• **Exercise description**:
Reproduce the column below on online courses and the campus experience word for word, in full.

──────── Extract ────────

As described in last week's column, I was attending the panel at the Silicon Valley campus representing four renowned companies that had leveraged innovative technologies that promised to completely reformat the ways in which we think about education.

The companies included the acclaimed Khan Academy, which revolutionised the teaching of science and maths subjects through YouTube videos, and Coursesera, which contracts more than 100 universities worldwide to offer MOOCs (Massive Open Online Courses) to anyone free of charge.

Now came the test as the panellist rounded on the auditorium filled with enthusiastic Stanford undergraduates who probably cared less about education than about "the next big thing" that allows them to profit from these new technologies.

"Which of you, if we could offer you exactly the same quality education as Stanford, for a fraction of the price, would rather register for one of our online courses than do the same thing at Stanford, coming into classes every day?" Not one hand went up. The reasons were simple.

Students do not seek a university education for purposes of obtaining information or training alone. They go because university offers a once-in-a-lifetime undergraduate experience in and around the classroom.

It is the place where you acquire knowledge with and from intimate friends; it is where you go to gain all kinds of social and political insights during volunteer work with teams from your department, or over a lunch-time protest in the open quad. It is where many students learn independence away from the family home. It is a space in which to experiment with ideas and things in the company of really smart - and dumb - fellow travellers. It is the locale for learning the balance between competing demands of sports, arts, culture, academics and lazing around. And then, of course, a good percentage of students find their lifelong partners on campus, but I digress.

Getting an online certificate from hours learning off a computer screen, even with the add-on of "live" experiences offered by more sophisticated e-learning innovations, is not the same.

Universities are brands. They signal to employers the value of a certificate and what it promises, depending on which brick-and-mortar institution you attended.

Right now - and this must change many years from now - an online verification of courses passed and taken from one of these start-ups does not convey quality, depth and reputation yet, as do established universities. Students and parents understand this, and that is why no hands shot up in this Stanford story.

More important than brands, data already available shows that student pass rates drop precariously to around 30% of the class when learning through one of the MOOCs at a large state university.

──────── Information supplied ────────

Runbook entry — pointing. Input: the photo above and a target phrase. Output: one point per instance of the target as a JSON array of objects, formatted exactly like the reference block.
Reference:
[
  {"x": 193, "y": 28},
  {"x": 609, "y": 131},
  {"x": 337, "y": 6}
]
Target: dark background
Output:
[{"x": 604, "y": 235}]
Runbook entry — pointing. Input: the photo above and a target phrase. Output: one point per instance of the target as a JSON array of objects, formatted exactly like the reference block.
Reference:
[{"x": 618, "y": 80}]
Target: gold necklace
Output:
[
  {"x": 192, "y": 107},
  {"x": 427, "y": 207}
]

────────

• **Answer for this exercise**:
As described in last week's column, I was attending the panel at the Silicon Valley campus representing four renowned companies that had leveraged innovative technologies that promised to completely reformat the ways in which we think about education.

The companies included the acclaimed Khan Academy, which revolutionised the teaching of science and maths subjects through YouTube videos, and Coursesera, which contracts more than 100 universities worldwide to offer MOOCs (Massive Open Online Courses) to anyone free of charge.

Now came the test as the panellist rounded on the auditorium filled with enthusiastic Stanford undergraduates who probably cared less about education than about "the next big thing" that allows them to profit from these new technologies.

"Which of you, if we could offer you exactly the same quality education as Stanford, for a fraction of the price, would rather register for one of our online courses than do the same thing at Stanford, coming into classes every day?" Not one hand went up. The reasons were simple.

Students do not seek a university education for purposes of obtaining information or training alone. They go because university offers a once-in-a-lifetime undergraduate experience in and around the classroom.

It is the place where you acquire knowledge with and from intimate friends; it is where you go to gain all kinds of social and political insights during volunteer work with teams from your department, or over a lunch-time protest in the open quad. It is where many students learn independence away from the family home. It is a space in which to experiment with ideas and things in the company of really smart - and dumb - fellow travellers. It is the locale for learning the balance between competing demands of sports, arts, culture, academics and lazing around. And then, of course, a good percentage of students find their lifelong partners on campus, but I digress.

Getting an online certificate from hours learning off a computer screen, even with the add-on of "live" experiences offered by more sophisticated e-learning innovations, is not the same.

Universities are brands. They signal to employers the value of a certificate and what it promises, depending on which brick-and-mortar institution you attended.

Right now - and this must change many years from now - an online verification of courses passed and taken from one of these start-ups does not convey quality, depth and reputation yet, as do established universities. Students and parents understand this, and that is why no hands shot up in this Stanford story.

More important than brands, data already available shows that student pass rates drop precariously to around 30% of the class when learning through one of the MOOCs at a large state university.